▶ _EXERCISE INPUTS_:
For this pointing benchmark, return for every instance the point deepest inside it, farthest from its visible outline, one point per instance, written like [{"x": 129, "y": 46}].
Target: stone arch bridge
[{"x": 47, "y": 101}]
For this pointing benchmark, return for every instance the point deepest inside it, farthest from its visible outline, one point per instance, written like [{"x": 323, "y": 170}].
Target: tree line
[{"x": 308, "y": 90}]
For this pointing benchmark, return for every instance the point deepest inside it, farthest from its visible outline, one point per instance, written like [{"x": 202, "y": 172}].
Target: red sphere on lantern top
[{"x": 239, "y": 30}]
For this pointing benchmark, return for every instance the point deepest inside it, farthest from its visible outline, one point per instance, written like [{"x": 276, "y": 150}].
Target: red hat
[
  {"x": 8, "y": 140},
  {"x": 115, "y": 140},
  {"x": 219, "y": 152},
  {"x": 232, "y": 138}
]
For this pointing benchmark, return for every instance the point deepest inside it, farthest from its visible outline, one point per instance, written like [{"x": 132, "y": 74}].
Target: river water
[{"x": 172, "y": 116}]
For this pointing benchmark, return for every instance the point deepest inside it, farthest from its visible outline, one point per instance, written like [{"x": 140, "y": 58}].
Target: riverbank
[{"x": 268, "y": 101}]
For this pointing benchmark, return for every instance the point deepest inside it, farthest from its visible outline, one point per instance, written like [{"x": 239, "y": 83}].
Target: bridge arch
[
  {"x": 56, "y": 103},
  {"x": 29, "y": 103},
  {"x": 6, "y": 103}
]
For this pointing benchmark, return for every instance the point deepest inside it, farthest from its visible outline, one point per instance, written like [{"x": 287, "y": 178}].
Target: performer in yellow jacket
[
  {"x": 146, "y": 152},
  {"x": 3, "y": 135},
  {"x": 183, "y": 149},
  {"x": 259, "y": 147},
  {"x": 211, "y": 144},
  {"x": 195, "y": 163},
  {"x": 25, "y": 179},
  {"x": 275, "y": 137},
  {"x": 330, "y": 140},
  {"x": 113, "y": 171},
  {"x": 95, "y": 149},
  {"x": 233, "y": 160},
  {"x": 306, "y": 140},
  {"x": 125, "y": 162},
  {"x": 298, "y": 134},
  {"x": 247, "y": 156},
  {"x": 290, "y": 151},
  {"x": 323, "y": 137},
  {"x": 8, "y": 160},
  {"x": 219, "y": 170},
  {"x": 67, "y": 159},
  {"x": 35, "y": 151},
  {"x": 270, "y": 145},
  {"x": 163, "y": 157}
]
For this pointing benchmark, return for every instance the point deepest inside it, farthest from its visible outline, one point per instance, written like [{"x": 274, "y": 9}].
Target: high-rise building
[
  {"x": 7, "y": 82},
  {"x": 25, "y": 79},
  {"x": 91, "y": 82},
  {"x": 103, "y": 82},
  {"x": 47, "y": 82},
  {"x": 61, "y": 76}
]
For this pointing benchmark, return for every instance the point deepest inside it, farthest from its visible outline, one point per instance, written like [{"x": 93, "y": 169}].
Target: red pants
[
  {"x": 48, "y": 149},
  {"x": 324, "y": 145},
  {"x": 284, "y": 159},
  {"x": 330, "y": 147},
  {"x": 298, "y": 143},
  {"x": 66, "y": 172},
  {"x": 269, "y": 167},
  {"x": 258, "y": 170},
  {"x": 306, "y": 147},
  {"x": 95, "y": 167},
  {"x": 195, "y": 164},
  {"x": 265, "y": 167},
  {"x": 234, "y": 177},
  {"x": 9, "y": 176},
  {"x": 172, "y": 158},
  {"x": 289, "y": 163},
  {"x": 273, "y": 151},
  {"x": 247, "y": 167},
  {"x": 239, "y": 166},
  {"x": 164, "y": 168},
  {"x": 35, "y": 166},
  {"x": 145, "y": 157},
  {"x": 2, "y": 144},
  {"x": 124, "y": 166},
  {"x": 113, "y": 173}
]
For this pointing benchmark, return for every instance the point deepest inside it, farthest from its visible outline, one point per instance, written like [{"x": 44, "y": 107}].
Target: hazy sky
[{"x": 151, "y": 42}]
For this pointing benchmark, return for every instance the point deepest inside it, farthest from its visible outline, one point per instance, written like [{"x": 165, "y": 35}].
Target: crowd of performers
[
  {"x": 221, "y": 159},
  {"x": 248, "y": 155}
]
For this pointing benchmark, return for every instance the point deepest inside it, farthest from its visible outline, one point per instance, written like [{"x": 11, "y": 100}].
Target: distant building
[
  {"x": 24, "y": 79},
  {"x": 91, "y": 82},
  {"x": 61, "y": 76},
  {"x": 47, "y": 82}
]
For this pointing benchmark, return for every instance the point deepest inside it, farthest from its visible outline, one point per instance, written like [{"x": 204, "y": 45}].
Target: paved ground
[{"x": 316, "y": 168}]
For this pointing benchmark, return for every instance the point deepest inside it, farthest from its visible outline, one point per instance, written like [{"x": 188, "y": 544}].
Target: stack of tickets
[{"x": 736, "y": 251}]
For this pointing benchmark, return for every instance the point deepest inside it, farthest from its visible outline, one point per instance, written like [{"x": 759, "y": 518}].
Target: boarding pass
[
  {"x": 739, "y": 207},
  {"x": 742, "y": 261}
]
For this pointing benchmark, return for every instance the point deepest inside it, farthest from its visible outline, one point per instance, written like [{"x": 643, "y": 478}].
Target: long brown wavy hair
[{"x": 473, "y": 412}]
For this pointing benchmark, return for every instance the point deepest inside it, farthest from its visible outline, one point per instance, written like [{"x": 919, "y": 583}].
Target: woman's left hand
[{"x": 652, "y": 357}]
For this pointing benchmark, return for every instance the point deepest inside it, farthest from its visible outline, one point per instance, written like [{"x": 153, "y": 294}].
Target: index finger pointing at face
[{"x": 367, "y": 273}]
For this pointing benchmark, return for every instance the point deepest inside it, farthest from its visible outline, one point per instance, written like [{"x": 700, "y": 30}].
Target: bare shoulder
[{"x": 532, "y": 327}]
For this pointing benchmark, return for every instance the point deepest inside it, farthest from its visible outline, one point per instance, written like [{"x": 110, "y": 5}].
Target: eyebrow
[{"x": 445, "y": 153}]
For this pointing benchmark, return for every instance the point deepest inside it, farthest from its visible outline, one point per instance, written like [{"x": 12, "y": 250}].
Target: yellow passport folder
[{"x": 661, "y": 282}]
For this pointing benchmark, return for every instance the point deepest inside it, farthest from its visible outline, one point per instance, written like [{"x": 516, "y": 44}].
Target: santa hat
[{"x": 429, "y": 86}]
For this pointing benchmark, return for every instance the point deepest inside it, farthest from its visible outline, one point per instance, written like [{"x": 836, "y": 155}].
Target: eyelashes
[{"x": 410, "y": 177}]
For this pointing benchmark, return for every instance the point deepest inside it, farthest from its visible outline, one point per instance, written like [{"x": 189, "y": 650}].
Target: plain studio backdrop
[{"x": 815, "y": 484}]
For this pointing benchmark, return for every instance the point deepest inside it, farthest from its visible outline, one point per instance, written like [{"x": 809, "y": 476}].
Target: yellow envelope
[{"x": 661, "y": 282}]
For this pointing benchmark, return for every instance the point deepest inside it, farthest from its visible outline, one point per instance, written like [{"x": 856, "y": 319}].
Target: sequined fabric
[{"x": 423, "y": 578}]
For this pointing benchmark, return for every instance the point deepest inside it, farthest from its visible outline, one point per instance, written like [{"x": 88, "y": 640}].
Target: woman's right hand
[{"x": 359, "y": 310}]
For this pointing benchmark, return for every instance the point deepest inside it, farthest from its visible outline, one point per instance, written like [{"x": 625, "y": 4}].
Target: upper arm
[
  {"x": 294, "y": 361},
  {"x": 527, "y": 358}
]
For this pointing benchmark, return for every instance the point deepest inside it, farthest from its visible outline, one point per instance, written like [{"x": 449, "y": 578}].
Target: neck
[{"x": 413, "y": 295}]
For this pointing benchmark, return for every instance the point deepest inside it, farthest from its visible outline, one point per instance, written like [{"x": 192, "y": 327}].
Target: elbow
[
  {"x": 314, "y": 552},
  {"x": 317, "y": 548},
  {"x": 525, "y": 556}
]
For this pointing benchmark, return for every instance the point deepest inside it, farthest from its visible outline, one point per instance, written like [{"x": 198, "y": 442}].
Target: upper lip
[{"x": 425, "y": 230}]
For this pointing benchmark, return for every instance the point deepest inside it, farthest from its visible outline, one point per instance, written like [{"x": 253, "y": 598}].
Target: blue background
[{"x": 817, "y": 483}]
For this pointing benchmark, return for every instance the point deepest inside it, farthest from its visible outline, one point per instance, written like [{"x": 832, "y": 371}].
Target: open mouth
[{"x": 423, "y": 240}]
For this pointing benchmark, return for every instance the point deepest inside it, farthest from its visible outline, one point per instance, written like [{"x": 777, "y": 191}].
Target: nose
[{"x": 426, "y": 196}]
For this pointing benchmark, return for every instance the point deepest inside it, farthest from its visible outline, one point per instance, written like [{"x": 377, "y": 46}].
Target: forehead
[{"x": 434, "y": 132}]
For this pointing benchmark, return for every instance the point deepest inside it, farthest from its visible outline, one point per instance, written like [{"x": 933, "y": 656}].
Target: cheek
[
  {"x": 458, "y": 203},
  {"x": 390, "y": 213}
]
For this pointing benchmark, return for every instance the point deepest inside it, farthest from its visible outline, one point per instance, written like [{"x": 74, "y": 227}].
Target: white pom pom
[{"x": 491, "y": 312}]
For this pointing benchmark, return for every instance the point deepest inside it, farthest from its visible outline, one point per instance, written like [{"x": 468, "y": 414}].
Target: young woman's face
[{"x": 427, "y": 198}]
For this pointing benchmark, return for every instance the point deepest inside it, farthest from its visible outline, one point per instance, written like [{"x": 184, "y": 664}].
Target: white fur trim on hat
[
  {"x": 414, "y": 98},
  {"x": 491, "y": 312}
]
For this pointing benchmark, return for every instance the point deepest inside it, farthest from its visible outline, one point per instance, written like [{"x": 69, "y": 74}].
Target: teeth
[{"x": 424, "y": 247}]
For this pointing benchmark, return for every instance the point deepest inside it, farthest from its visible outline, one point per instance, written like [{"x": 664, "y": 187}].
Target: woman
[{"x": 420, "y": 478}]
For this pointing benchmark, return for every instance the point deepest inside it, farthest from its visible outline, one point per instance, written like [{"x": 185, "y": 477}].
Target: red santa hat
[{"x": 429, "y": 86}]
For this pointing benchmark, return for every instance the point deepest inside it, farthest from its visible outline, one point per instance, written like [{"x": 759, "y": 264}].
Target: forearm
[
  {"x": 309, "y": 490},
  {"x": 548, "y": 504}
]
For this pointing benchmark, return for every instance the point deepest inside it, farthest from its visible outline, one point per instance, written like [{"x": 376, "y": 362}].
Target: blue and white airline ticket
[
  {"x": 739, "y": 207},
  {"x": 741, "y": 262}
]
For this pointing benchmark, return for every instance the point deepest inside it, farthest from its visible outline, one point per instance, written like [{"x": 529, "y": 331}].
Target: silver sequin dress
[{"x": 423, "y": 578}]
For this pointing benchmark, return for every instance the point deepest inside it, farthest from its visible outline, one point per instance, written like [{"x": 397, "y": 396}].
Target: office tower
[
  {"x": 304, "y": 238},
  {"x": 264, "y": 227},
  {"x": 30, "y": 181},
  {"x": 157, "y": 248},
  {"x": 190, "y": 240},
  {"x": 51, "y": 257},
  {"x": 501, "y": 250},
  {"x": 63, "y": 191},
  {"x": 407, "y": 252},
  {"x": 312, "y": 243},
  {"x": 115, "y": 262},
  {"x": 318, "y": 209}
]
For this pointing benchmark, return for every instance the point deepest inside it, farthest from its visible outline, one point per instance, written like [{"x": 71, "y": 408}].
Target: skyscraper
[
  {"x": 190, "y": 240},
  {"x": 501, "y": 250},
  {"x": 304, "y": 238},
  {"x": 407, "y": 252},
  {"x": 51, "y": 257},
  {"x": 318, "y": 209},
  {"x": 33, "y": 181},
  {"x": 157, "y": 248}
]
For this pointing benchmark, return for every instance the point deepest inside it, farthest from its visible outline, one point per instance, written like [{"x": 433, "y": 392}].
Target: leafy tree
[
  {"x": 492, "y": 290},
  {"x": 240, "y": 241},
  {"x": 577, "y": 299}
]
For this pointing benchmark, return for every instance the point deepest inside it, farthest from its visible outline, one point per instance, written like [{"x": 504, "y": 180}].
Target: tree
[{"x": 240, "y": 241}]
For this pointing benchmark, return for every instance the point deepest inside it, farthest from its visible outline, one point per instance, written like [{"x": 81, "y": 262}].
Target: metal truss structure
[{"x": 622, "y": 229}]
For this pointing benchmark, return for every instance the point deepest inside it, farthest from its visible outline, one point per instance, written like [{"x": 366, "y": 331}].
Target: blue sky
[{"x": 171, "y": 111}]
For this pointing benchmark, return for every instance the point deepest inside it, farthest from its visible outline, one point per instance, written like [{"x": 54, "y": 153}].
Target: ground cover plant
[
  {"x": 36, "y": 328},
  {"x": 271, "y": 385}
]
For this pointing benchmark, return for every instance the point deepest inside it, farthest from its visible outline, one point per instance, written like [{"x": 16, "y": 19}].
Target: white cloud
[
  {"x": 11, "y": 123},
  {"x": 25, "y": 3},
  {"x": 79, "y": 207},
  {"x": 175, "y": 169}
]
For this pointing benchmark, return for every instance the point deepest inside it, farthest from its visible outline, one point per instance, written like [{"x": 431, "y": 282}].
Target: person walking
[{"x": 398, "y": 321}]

▶ _TASK PROMPT_:
How many lines of the listing above contain the string "arch", with case counting? Reply with the number alone.

▶ _REPLY TO THE TASK_:
2